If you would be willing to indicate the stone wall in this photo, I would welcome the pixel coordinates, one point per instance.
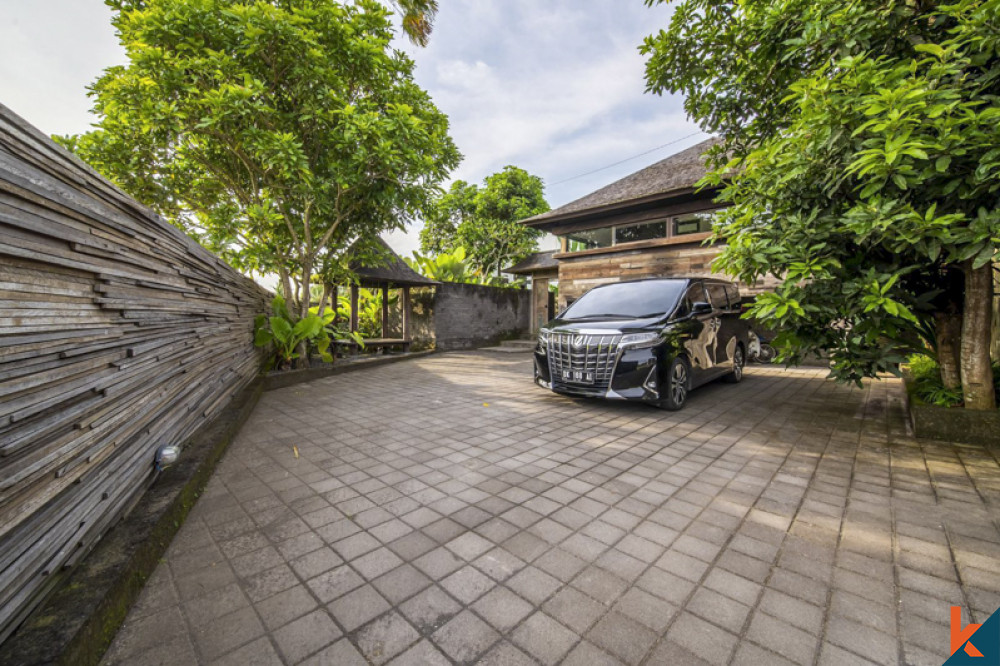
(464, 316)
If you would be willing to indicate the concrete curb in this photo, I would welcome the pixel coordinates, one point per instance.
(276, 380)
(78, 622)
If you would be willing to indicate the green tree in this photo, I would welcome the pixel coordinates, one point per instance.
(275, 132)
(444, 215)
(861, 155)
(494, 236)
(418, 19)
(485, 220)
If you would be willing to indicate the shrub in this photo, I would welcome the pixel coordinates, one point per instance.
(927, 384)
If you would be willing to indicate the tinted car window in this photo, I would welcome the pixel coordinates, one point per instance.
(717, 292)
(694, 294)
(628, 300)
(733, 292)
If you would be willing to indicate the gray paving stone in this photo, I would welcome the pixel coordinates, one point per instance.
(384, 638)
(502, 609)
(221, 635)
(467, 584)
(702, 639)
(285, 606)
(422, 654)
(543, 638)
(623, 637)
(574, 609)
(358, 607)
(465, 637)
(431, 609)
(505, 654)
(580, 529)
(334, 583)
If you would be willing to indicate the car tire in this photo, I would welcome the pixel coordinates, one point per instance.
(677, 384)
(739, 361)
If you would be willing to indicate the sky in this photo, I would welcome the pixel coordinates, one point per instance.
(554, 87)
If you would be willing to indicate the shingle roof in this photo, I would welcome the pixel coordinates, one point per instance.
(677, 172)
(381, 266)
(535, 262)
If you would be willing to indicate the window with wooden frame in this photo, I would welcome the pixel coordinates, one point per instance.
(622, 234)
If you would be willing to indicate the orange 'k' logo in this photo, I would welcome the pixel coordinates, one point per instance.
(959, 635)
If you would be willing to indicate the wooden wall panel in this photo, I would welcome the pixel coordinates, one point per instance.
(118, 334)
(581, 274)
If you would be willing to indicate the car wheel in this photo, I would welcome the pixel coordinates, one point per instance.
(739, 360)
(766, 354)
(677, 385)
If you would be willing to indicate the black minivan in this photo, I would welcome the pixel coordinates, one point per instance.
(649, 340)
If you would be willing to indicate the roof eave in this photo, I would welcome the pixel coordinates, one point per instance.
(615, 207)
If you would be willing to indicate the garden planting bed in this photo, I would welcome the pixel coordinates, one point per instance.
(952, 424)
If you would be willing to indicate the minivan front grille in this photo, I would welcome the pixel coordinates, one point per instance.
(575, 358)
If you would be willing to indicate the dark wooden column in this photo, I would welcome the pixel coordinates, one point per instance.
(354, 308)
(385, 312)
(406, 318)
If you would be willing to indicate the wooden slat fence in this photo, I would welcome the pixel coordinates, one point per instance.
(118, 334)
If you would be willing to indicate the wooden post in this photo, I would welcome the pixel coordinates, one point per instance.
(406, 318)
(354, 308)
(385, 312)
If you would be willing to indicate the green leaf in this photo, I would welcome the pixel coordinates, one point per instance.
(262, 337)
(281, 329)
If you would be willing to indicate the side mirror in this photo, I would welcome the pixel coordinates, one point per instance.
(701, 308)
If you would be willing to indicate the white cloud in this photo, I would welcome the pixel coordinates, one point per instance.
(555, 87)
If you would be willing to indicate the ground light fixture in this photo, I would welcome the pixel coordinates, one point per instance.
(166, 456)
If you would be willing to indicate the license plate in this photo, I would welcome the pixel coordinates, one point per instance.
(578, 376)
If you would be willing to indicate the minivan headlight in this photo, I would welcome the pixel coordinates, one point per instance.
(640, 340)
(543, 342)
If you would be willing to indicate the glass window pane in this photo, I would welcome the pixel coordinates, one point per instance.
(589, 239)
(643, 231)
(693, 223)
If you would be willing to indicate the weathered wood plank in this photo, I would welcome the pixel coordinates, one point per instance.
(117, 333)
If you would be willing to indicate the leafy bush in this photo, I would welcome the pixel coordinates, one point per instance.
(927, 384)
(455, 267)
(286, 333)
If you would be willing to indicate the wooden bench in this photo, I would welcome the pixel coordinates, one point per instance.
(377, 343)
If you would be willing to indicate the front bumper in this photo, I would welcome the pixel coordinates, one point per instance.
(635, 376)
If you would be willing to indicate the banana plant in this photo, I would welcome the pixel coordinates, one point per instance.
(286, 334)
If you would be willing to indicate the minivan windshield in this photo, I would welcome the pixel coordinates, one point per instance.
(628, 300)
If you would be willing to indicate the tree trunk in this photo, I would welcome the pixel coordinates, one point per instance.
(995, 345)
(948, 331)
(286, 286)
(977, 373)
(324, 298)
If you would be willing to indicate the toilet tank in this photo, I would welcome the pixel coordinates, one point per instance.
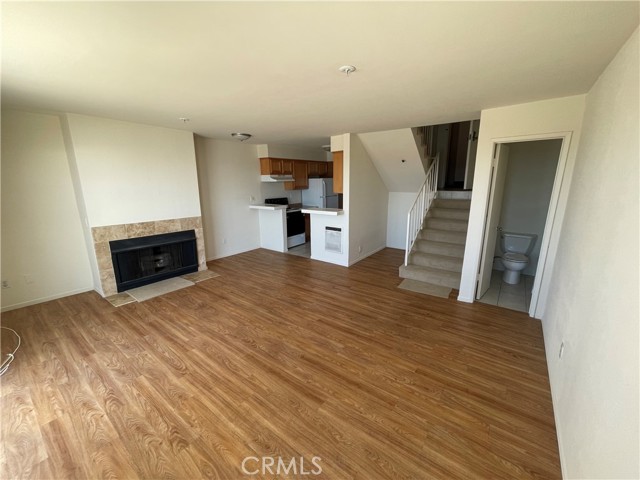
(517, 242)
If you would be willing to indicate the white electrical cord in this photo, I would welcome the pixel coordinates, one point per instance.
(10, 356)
________________________________________
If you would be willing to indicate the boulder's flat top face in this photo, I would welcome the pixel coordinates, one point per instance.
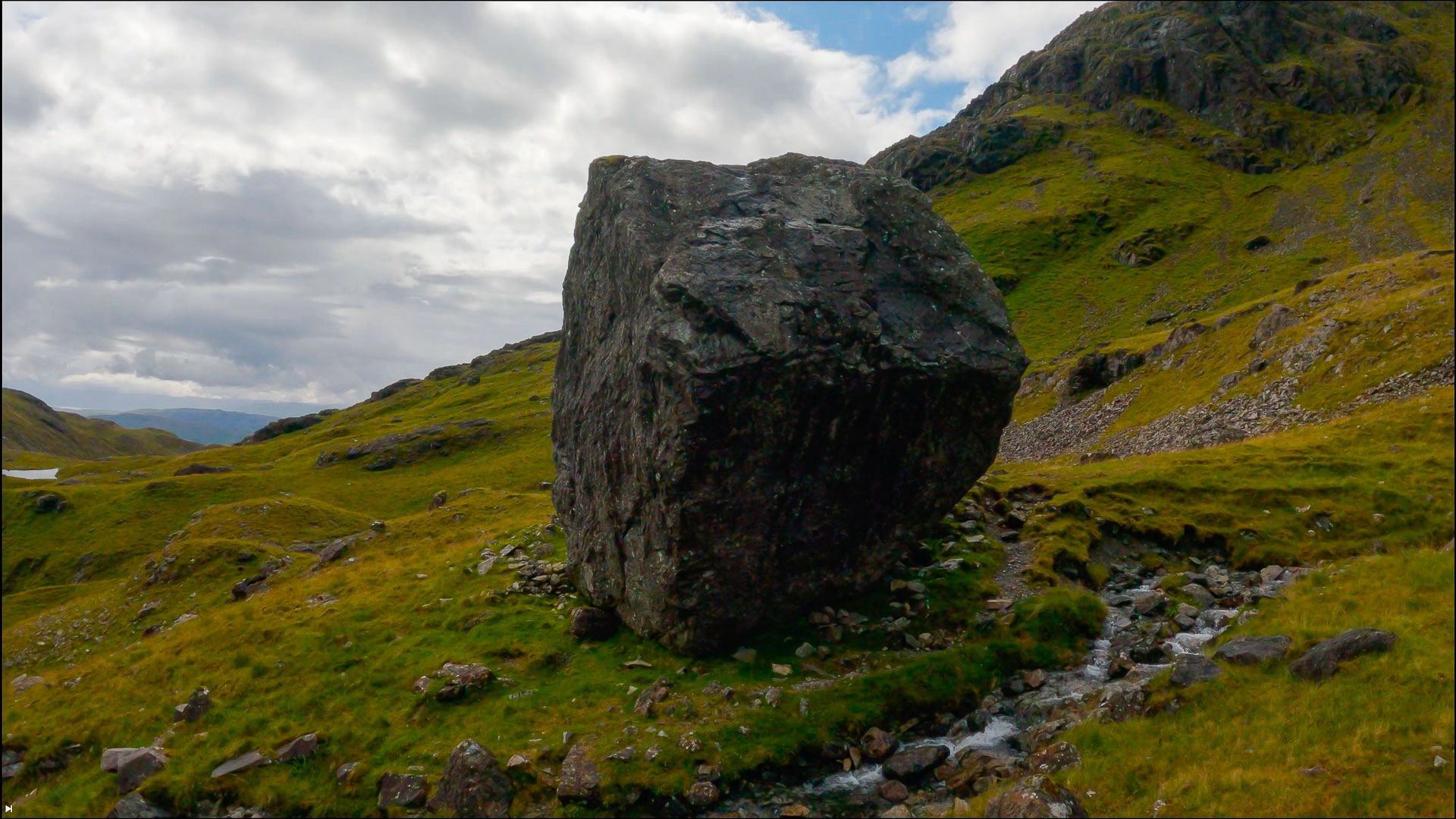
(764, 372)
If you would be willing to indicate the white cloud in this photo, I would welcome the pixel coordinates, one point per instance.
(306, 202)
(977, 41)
________________________________________
Найдите в записях выше каждую строку со словом «green» и выпишите эти строки. Регистр букв имеет значение.

If you would be willing to indicate the green tree in this photo, I would welcome the pixel coordinates, one point per instance.
If you would be willing to indicate the green leaf in this photo, I would welcome the pixel coordinates, one point per instance.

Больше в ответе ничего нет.